== Directive ==
Write out, character for character, the section of the listing that begins with the line containing "Spot the dark blue" and ends with the line containing "[[[284,369],[220,402],[198,402],[187,478],[315,478],[306,377]]]", with both of those lines included.

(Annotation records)
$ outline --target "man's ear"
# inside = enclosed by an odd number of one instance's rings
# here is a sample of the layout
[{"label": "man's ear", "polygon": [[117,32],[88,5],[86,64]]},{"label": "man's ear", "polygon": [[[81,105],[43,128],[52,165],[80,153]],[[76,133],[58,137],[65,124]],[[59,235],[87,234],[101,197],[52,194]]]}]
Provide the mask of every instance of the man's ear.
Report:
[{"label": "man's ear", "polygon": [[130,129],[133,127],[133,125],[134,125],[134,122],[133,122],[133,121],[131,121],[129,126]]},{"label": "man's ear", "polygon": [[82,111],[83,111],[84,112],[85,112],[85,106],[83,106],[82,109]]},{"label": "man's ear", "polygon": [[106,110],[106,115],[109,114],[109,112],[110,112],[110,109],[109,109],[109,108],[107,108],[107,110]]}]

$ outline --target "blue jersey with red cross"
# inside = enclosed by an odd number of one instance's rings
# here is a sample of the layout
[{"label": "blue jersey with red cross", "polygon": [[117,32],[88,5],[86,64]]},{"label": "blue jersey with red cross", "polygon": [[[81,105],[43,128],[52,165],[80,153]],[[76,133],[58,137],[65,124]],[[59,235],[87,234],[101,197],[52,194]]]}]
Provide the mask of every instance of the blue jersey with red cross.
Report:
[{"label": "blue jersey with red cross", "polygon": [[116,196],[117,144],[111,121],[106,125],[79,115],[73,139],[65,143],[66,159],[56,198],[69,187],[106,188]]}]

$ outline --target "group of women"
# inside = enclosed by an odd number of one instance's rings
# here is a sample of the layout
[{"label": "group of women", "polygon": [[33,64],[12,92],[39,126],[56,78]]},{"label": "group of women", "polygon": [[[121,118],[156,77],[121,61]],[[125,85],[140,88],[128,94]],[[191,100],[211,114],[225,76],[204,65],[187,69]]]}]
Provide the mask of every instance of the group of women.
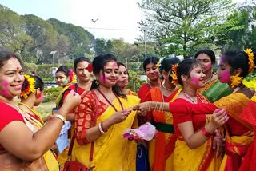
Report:
[{"label": "group of women", "polygon": [[[254,54],[226,51],[216,74],[210,50],[182,62],[148,58],[149,81],[138,94],[126,89],[128,70],[114,55],[98,55],[92,63],[78,57],[74,71],[58,69],[63,88],[58,113],[43,120],[33,109],[42,101],[43,82],[23,75],[17,55],[0,51],[0,170],[59,170],[67,150],[56,157],[51,149],[66,121],[75,139],[71,160],[92,170],[252,170],[247,152],[254,151],[254,128],[239,116],[255,97],[242,82],[255,68]],[[156,127],[154,139],[122,139],[127,128],[146,122]],[[142,147],[148,161],[138,160]]]}]

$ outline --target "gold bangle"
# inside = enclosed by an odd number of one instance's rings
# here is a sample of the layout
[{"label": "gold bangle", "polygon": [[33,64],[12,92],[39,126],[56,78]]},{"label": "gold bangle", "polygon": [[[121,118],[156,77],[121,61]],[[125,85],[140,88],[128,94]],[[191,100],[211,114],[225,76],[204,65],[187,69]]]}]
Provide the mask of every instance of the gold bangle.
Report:
[{"label": "gold bangle", "polygon": [[60,115],[60,114],[54,114],[53,117],[56,117],[56,118],[58,118],[60,120],[62,120],[63,121],[63,125],[65,124],[66,122],[66,119],[65,117],[62,116],[62,115]]}]

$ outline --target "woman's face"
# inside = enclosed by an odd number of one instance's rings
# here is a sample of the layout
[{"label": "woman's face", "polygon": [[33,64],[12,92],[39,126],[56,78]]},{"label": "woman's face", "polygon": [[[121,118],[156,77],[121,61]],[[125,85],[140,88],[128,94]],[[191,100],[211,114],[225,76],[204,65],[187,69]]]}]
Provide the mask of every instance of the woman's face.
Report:
[{"label": "woman's face", "polygon": [[24,79],[23,69],[17,58],[5,61],[0,68],[0,96],[13,98],[19,95]]},{"label": "woman's face", "polygon": [[146,66],[146,75],[150,81],[155,81],[160,77],[159,69],[154,63],[150,63]]},{"label": "woman's face", "polygon": [[70,80],[70,77],[66,77],[64,72],[58,71],[55,74],[55,80],[58,86],[66,86]]},{"label": "woman's face", "polygon": [[126,87],[128,86],[128,71],[124,66],[119,66],[118,68],[118,85],[121,88]]},{"label": "woman's face", "polygon": [[86,61],[79,62],[77,65],[75,74],[77,78],[81,82],[87,82],[90,78],[87,77],[88,74],[88,65],[89,62]]},{"label": "woman's face", "polygon": [[108,88],[113,87],[118,79],[118,63],[115,61],[106,62],[103,72],[101,70],[98,77],[100,85]]},{"label": "woman's face", "polygon": [[204,74],[212,72],[214,64],[211,62],[210,58],[206,54],[200,54],[196,60],[201,63],[202,67],[202,72]]},{"label": "woman's face", "polygon": [[222,83],[230,83],[230,70],[231,66],[223,61],[222,57],[219,62],[219,66],[217,70],[218,78]]},{"label": "woman's face", "polygon": [[189,84],[194,87],[196,89],[205,86],[205,77],[206,74],[202,72],[202,67],[200,64],[194,66],[191,70],[190,78],[189,78]]}]

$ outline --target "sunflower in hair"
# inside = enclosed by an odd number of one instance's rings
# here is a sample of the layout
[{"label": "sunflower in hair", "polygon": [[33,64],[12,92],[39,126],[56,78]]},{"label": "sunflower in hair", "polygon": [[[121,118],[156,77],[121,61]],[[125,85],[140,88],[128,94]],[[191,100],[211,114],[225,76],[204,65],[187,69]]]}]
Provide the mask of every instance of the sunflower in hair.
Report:
[{"label": "sunflower in hair", "polygon": [[24,75],[24,78],[25,80],[22,84],[22,93],[20,94],[20,97],[26,99],[31,93],[35,91],[35,80],[33,77],[30,77],[30,75]]}]

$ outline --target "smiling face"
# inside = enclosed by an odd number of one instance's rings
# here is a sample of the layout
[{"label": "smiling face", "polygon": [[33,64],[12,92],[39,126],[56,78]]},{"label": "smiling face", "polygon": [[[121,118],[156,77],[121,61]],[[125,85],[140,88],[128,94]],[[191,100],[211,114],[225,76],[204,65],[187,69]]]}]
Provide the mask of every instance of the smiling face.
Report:
[{"label": "smiling face", "polygon": [[223,57],[222,57],[219,62],[219,67],[217,70],[218,78],[220,82],[230,83],[230,70],[231,66],[227,64],[227,62],[225,62]]},{"label": "smiling face", "polygon": [[87,82],[90,78],[87,77],[89,62],[86,61],[79,62],[77,65],[75,74],[79,82]]},{"label": "smiling face", "polygon": [[10,99],[21,93],[23,70],[15,58],[10,58],[3,64],[0,69],[0,96]]},{"label": "smiling face", "polygon": [[211,72],[214,64],[211,62],[210,58],[206,54],[200,54],[196,60],[202,65],[202,72],[204,74]]},{"label": "smiling face", "polygon": [[190,78],[188,79],[188,84],[194,87],[196,89],[205,86],[206,74],[202,72],[202,67],[200,64],[194,65],[193,70],[190,73]]},{"label": "smiling face", "polygon": [[159,69],[154,63],[150,63],[146,66],[146,75],[150,81],[158,79],[160,76]]},{"label": "smiling face", "polygon": [[118,86],[125,88],[128,86],[128,71],[124,66],[120,65],[118,68]]},{"label": "smiling face", "polygon": [[[104,74],[103,74],[104,72]],[[110,61],[105,64],[103,72],[101,70],[98,79],[100,85],[111,88],[118,81],[118,66],[115,61]]]},{"label": "smiling face", "polygon": [[66,86],[70,82],[70,77],[66,77],[62,71],[58,71],[55,74],[55,80],[58,86]]}]

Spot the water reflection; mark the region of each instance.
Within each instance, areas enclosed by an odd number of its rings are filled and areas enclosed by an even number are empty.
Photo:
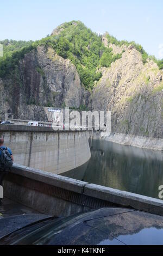
[[[87,164],[63,175],[158,198],[163,185],[162,160],[162,152],[93,141]]]

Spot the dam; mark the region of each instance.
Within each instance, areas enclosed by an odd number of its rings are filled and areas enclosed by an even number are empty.
[[[79,167],[91,157],[89,134],[52,127],[0,125],[0,137],[15,163],[57,174]]]
[[[85,170],[89,166],[91,157],[86,131],[55,132],[51,127],[0,125],[0,136],[12,149],[16,163],[4,182],[4,196],[10,199],[57,216],[108,206],[163,216],[162,200],[93,184],[95,166],[91,170],[92,179],[83,180],[83,173],[79,173],[83,167]],[[107,154],[105,148],[99,149],[97,155],[95,151],[97,161],[98,155],[104,157]],[[68,171],[73,176],[65,176]]]

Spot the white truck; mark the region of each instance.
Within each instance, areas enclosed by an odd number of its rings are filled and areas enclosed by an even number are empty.
[[[38,126],[39,122],[35,121],[30,121],[28,123],[28,126]]]

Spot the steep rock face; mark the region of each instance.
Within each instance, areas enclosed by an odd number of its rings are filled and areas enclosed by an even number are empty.
[[[87,94],[74,65],[43,46],[26,54],[11,78],[1,79],[0,88],[2,120],[8,112],[17,118],[47,121],[43,106],[78,108]]]
[[[163,72],[157,65],[149,60],[144,65],[141,54],[130,45],[122,58],[102,71],[92,108],[111,111],[112,133],[162,138]]]

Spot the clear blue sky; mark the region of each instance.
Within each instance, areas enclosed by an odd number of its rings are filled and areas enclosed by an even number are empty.
[[[0,40],[40,39],[73,20],[163,58],[162,0],[1,0]]]

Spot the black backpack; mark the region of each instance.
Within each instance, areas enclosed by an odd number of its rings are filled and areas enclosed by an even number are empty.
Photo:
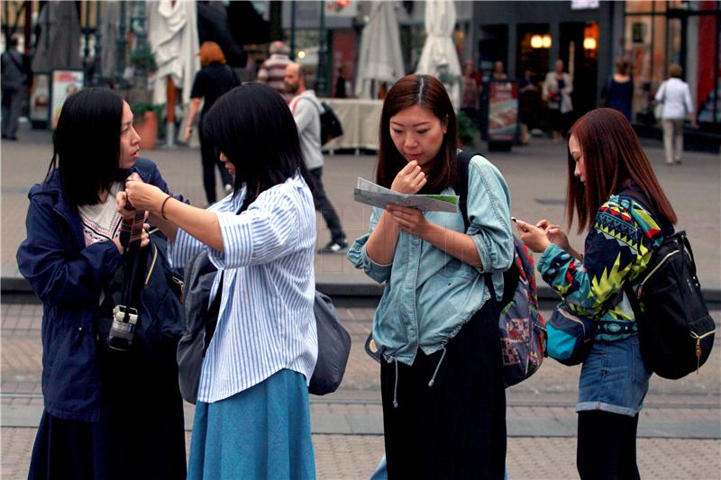
[[[323,113],[321,113],[321,146],[325,145],[333,139],[343,134],[343,126],[331,105],[321,102]]]
[[[186,265],[186,328],[178,343],[178,376],[180,394],[191,403],[197,401],[203,358],[215,331],[220,312],[221,291],[208,305],[210,290],[217,275],[205,250]],[[223,285],[223,277],[220,280]],[[351,335],[343,328],[331,299],[315,291],[313,307],[318,335],[318,358],[310,379],[308,392],[324,395],[340,386],[351,354]]]
[[[636,200],[654,219],[659,218],[640,192],[627,188],[619,195]],[[716,323],[701,294],[685,231],[664,236],[645,271],[626,286],[626,293],[638,322],[646,366],[663,378],[698,373],[714,346]]]

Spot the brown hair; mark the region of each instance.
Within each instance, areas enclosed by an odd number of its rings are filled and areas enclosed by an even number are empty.
[[[225,55],[223,54],[220,45],[214,41],[204,41],[197,56],[200,57],[200,65],[203,67],[207,67],[211,63],[225,64]]]
[[[669,77],[671,78],[680,78],[683,76],[683,68],[678,63],[669,65]]]
[[[661,188],[653,168],[643,152],[631,123],[612,108],[597,108],[580,117],[570,127],[569,138],[578,140],[586,165],[586,184],[573,175],[576,161],[568,151],[569,182],[566,193],[566,220],[579,218],[578,232],[592,227],[598,208],[616,193],[626,180],[633,180],[652,203],[648,205],[660,219],[676,223],[676,213]]]
[[[390,117],[414,105],[429,109],[442,122],[446,122],[441,149],[433,161],[428,182],[421,193],[439,193],[456,180],[458,130],[453,105],[443,85],[430,75],[406,75],[388,91],[383,102],[379,127],[379,156],[376,183],[390,188],[393,179],[407,161],[390,138]]]

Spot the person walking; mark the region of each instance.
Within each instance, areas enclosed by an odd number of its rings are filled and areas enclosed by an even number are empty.
[[[218,267],[187,478],[313,479],[315,213],[296,123],[278,92],[250,83],[219,99],[201,128],[235,175],[232,195],[201,210],[126,182],[133,205],[176,226],[174,265],[205,249]]]
[[[202,68],[196,74],[193,80],[193,89],[190,91],[190,109],[187,113],[187,122],[183,138],[190,140],[193,134],[193,121],[196,119],[201,102],[203,110],[200,112],[200,122],[203,116],[210,110],[213,104],[225,92],[238,86],[238,77],[233,69],[225,64],[225,56],[220,46],[214,41],[204,41],[198,51]],[[215,147],[203,132],[199,131],[200,158],[203,162],[203,187],[205,189],[205,198],[208,204],[215,203],[215,168],[220,170],[223,187],[225,194],[233,190],[233,177],[223,167],[215,153]]]
[[[292,61],[290,57],[287,56],[290,50],[280,41],[270,43],[269,50],[270,57],[260,64],[257,80],[275,88],[278,94],[283,95],[286,103],[288,103],[293,95],[287,92],[284,79],[286,67],[290,65]]]
[[[634,99],[634,82],[631,81],[628,61],[625,59],[616,60],[616,73],[603,86],[601,99],[604,106],[615,108],[631,122],[631,104]]]
[[[7,50],[0,56],[0,83],[3,93],[2,136],[5,140],[17,140],[23,95],[30,82],[28,60],[17,50],[17,37],[11,36]]]
[[[383,103],[376,183],[454,195],[457,123],[443,84],[398,80]],[[510,194],[479,155],[461,212],[374,208],[348,258],[385,284],[373,319],[388,478],[504,477],[506,394],[498,341],[513,260]],[[490,281],[488,281],[490,279]]]
[[[186,476],[175,349],[121,352],[99,337],[104,286],[126,255],[120,179],[135,172],[171,195],[139,149],[128,104],[110,90],[81,90],[63,104],[50,170],[30,190],[17,263],[43,303],[44,402],[31,480]],[[148,243],[143,231],[141,248]]]
[[[300,136],[303,159],[313,178],[313,200],[331,231],[331,240],[318,253],[345,253],[348,243],[341,219],[335,212],[323,185],[323,152],[321,151],[321,113],[324,111],[315,92],[306,86],[306,72],[299,63],[286,68],[286,87],[293,95],[290,111]]]
[[[519,220],[518,231],[541,253],[539,272],[561,296],[560,308],[598,322],[576,404],[580,477],[638,479],[636,429],[651,371],[625,292],[673,233],[676,213],[617,110],[592,110],[571,127],[568,182],[566,220],[570,225],[576,216],[579,233],[587,231],[584,254],[547,220],[535,225]]]
[[[548,125],[554,142],[561,141],[568,128],[573,112],[570,94],[573,93],[573,77],[563,71],[563,60],[558,59],[552,72],[548,72],[543,82],[543,98],[548,108]]]
[[[696,127],[691,92],[689,84],[681,80],[683,68],[679,64],[669,67],[669,78],[656,92],[656,102],[663,104],[661,122],[663,125],[663,151],[666,164],[681,163],[683,154],[683,122],[690,116]]]

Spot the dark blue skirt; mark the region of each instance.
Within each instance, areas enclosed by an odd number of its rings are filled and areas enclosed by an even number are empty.
[[[136,352],[101,352],[100,419],[76,421],[44,412],[30,480],[186,477],[183,401],[173,361]]]
[[[284,369],[220,402],[198,402],[187,478],[315,478],[306,377]]]

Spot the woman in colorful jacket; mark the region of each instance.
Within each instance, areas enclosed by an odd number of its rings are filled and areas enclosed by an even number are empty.
[[[454,195],[457,130],[443,84],[409,75],[388,92],[377,183],[401,194]],[[503,271],[513,258],[510,195],[475,156],[460,212],[374,208],[351,262],[379,283],[388,477],[503,478],[506,396],[498,341]],[[493,285],[487,285],[490,274]]]
[[[312,479],[315,210],[296,122],[273,88],[246,84],[220,97],[201,128],[235,176],[232,195],[201,210],[126,182],[133,205],[174,226],[174,265],[205,249],[219,270],[187,476]]]
[[[577,466],[581,478],[638,478],[636,427],[651,372],[624,289],[673,232],[676,214],[623,113],[593,110],[570,131],[566,216],[588,228],[585,251],[545,220],[518,221],[521,240],[542,253],[538,268],[574,314],[598,322],[581,369]],[[625,192],[633,190],[634,200]]]
[[[29,478],[185,478],[175,352],[164,352],[160,366],[139,350],[107,351],[96,324],[103,286],[124,255],[121,182],[136,172],[165,192],[168,186],[139,158],[132,112],[110,90],[70,95],[53,143],[45,181],[30,191],[27,239],[17,252],[20,272],[43,302],[45,410]]]

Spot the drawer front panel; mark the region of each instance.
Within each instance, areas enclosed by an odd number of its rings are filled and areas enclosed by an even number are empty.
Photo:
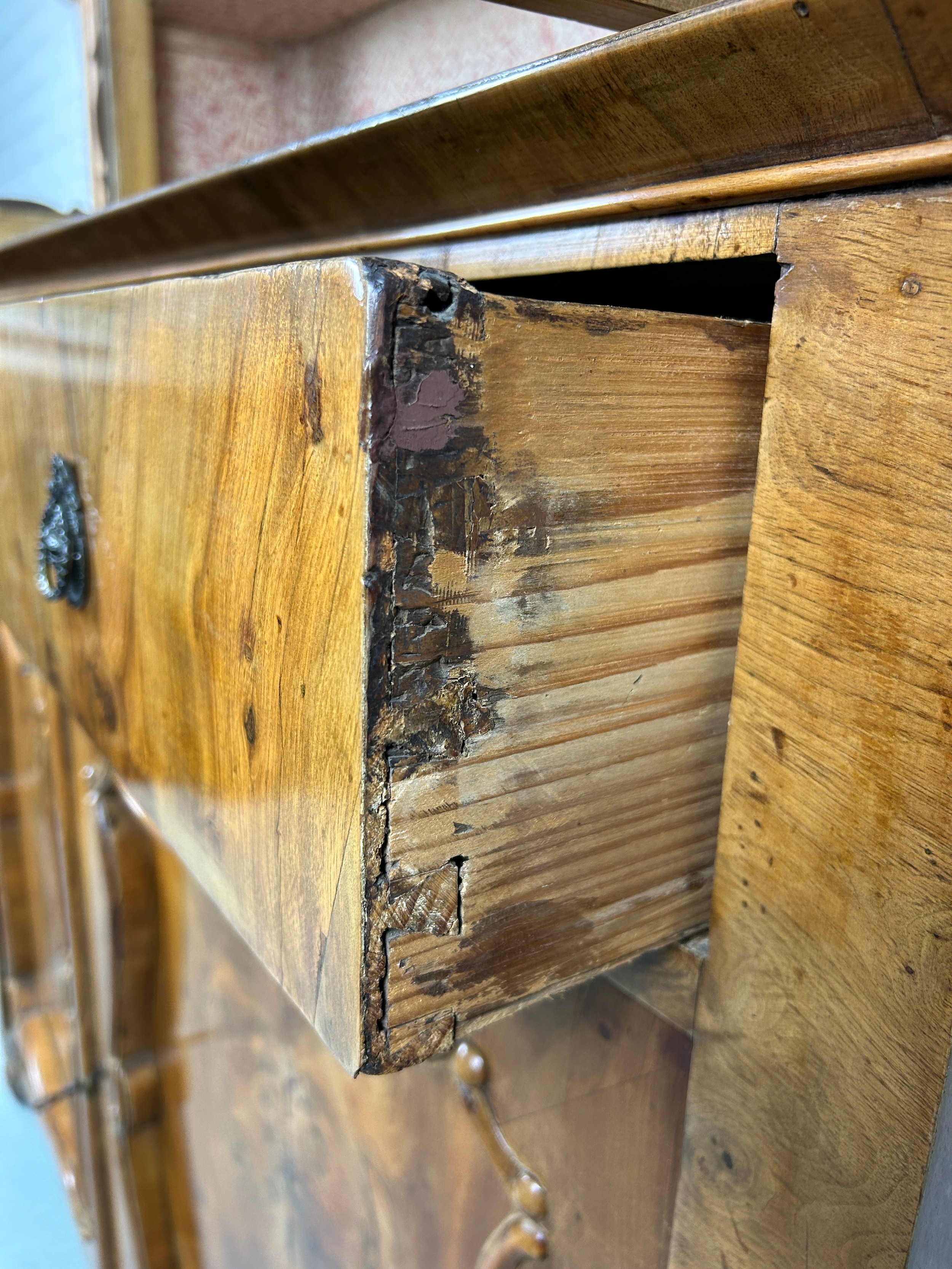
[[[0,312],[0,615],[311,1016],[359,825],[363,650],[333,633],[363,621],[362,288],[300,265]],[[34,585],[55,453],[81,609]]]
[[[767,340],[376,260],[1,311],[0,618],[349,1070],[704,924]]]

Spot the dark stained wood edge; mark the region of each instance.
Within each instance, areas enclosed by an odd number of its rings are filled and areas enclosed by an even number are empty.
[[[453,221],[407,225],[385,233],[307,237],[281,246],[226,250],[215,255],[203,254],[183,259],[142,258],[128,265],[104,264],[95,269],[63,272],[50,277],[37,274],[33,279],[23,282],[6,282],[4,273],[6,258],[0,251],[0,303],[128,286],[136,282],[156,282],[162,278],[225,273],[232,269],[282,264],[287,260],[330,259],[366,253],[374,255],[391,253],[399,258],[415,247],[443,242],[481,240],[491,244],[494,237],[503,235],[512,237],[567,226],[613,225],[623,218],[647,220],[665,213],[753,207],[779,198],[908,185],[949,175],[952,175],[952,138],[942,138],[920,145],[873,150],[868,154],[781,164],[724,176],[649,185],[642,189],[621,190],[617,194],[598,194]],[[50,231],[30,235],[29,241],[38,240],[47,232]],[[20,241],[25,244],[28,240]]]
[[[426,560],[443,541],[430,483],[443,490],[466,478],[477,429],[416,428],[414,404],[424,381],[443,381],[457,418],[479,410],[480,367],[457,352],[457,338],[482,335],[482,296],[452,274],[392,261],[367,261],[372,306],[369,344],[388,350],[368,363],[373,463],[369,565],[367,751],[364,770],[364,897],[362,958],[362,1070],[399,1070],[446,1051],[454,1037],[452,1010],[419,1025],[387,1027],[387,944],[391,931],[457,933],[458,867],[392,884],[387,865],[390,788],[395,768],[459,756],[467,736],[491,725],[491,702],[466,671],[466,619],[428,608]],[[454,439],[449,439],[453,431]],[[449,443],[447,443],[449,442]],[[434,473],[435,464],[438,471]],[[429,458],[429,462],[428,462]],[[434,477],[433,480],[430,480]],[[458,618],[458,619],[454,619]],[[434,638],[435,636],[435,638]]]
[[[0,253],[0,287],[776,198],[809,181],[798,164],[934,140],[878,0],[814,0],[806,19],[788,0],[732,0],[23,239]],[[934,159],[852,179],[920,179]],[[769,189],[711,184],[762,170]],[[825,179],[844,188],[850,174]]]

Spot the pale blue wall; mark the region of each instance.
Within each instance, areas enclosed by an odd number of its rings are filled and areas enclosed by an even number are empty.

== Exercise response ==
Spot the dark blue skirt; mark the region of each instance.
Within each instance, areas enclosed by an odd number of its rings are filled and areas enclosed by an even number are empty.
[[[136,352],[101,352],[100,419],[76,421],[44,412],[30,480],[186,477],[183,401],[173,361]]]
[[[284,369],[220,402],[198,402],[187,478],[315,478],[306,377]]]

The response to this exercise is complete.